### Given records
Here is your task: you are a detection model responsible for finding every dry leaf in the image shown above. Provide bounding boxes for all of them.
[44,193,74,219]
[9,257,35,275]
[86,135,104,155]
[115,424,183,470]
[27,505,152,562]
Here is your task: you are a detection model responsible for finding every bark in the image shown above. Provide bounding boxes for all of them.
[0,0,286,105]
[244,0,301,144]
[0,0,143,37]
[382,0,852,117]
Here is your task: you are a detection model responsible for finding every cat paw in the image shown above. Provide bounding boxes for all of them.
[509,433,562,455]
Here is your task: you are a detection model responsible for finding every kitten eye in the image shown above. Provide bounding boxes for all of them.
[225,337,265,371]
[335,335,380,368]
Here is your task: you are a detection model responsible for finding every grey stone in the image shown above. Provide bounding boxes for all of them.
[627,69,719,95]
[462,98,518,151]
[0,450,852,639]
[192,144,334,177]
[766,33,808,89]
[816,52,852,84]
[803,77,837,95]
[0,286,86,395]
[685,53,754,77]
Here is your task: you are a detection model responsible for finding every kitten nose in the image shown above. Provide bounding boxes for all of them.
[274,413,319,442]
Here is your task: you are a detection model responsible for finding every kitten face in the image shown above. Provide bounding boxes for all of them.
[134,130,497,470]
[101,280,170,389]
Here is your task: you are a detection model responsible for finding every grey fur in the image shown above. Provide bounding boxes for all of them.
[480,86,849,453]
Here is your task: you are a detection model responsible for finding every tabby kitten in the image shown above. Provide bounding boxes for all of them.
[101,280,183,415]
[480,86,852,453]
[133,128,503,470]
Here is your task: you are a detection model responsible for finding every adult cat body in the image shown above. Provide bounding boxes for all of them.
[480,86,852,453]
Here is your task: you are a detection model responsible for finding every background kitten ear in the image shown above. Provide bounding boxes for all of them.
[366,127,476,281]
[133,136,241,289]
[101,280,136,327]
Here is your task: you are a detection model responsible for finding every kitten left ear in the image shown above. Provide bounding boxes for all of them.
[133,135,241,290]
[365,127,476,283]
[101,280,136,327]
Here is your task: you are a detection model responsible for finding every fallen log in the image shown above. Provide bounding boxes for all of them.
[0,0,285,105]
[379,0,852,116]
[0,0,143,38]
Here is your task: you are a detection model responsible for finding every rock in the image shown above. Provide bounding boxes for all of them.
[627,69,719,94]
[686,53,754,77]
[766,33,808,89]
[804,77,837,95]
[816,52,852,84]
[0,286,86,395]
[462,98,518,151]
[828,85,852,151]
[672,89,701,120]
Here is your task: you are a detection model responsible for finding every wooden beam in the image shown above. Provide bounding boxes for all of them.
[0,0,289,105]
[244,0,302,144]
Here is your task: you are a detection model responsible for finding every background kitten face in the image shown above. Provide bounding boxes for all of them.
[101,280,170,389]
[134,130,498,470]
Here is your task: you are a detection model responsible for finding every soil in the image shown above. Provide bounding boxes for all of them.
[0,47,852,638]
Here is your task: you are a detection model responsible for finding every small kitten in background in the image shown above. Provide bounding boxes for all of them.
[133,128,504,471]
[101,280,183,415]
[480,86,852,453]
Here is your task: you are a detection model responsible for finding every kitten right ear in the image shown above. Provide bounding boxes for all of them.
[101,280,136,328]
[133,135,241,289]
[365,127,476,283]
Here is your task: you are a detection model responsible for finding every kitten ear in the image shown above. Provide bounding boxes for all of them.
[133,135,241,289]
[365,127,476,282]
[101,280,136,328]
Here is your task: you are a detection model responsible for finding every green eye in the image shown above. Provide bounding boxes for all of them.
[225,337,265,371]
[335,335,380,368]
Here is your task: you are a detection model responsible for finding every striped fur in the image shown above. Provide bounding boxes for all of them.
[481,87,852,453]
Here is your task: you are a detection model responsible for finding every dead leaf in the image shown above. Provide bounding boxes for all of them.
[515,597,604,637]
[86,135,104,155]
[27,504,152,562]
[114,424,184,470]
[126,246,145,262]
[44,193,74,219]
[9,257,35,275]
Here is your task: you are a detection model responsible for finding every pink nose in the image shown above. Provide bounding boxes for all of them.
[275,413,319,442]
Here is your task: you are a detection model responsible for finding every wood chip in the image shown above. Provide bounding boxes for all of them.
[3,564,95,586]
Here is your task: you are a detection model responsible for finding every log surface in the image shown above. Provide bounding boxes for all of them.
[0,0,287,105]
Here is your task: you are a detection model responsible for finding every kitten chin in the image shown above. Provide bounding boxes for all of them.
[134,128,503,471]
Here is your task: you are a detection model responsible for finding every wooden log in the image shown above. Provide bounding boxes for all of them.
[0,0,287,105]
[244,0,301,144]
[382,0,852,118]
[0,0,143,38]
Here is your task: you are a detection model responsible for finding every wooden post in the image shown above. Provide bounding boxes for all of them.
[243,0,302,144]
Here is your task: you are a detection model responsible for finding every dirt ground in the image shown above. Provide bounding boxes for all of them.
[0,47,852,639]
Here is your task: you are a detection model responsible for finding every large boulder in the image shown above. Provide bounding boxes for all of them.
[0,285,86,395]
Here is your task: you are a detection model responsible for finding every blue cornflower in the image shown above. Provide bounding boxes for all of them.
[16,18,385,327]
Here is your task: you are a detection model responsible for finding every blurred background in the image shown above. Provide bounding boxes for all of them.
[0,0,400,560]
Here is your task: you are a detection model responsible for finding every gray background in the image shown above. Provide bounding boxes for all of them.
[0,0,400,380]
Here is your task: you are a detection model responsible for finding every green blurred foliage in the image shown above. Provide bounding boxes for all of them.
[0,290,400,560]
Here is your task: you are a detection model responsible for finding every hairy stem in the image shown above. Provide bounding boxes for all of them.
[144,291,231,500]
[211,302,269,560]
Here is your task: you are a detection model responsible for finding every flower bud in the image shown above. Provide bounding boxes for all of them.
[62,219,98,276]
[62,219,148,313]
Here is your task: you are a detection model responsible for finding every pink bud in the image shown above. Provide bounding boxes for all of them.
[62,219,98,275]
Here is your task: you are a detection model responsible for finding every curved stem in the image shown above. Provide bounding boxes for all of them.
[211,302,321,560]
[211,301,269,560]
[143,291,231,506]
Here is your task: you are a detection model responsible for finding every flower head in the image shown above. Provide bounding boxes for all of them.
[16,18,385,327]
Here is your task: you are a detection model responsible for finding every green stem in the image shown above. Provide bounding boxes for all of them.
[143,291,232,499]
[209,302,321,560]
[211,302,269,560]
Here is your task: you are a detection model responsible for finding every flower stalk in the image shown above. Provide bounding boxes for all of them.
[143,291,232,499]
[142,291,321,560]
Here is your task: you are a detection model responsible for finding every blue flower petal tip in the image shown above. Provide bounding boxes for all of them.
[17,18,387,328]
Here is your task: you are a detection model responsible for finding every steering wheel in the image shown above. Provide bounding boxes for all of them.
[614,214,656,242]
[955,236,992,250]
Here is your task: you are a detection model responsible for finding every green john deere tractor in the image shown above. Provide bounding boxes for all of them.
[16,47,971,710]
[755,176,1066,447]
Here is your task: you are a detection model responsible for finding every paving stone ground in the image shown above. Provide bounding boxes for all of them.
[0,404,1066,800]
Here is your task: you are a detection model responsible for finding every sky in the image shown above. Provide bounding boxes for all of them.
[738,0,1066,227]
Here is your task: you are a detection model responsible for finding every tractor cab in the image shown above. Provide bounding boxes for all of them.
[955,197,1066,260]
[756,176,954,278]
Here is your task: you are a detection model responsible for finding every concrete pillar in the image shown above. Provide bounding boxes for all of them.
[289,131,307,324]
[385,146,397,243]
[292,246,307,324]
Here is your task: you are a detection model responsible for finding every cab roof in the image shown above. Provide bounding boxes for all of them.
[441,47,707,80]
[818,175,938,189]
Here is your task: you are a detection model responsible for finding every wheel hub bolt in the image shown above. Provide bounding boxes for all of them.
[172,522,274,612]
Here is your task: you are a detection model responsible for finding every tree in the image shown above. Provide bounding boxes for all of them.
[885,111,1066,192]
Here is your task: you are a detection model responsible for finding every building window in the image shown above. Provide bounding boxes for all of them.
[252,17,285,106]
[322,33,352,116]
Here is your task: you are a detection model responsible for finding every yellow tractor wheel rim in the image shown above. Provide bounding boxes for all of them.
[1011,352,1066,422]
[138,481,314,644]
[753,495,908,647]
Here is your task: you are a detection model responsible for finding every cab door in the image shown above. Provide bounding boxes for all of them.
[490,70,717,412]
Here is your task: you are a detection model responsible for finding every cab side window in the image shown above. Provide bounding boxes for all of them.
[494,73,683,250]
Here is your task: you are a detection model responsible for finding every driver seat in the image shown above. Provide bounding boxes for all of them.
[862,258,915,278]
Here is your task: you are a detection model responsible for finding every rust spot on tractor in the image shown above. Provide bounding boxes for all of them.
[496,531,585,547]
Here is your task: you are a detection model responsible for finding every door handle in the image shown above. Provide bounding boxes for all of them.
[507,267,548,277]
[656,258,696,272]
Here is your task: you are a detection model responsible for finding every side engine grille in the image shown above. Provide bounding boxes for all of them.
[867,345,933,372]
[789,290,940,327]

### What is being asked
Please give the entries again from the very beginning up to and including the line that contains "[509,433,562,455]", changing every "dry leaf" to "fallen leaf" and keeping everything else the same.

### Task answer
Here is your task: you are a detection model responsible for finding every fallen leaf in the image shown above. Provide bounding boxes for all of them.
[44,193,74,219]
[9,257,35,275]
[86,135,104,155]
[115,424,183,470]
[27,505,152,562]
Here is your task: you are a detection model responsible for finding every bark in the image shown above. Provide bounding boxes for all of them.
[0,0,286,105]
[244,0,301,144]
[0,0,143,37]
[382,0,852,117]
Here is your task: you are a detection model responsible for finding every cat paw in the image shown above. Provide bounding boxes for all of them.
[509,433,562,455]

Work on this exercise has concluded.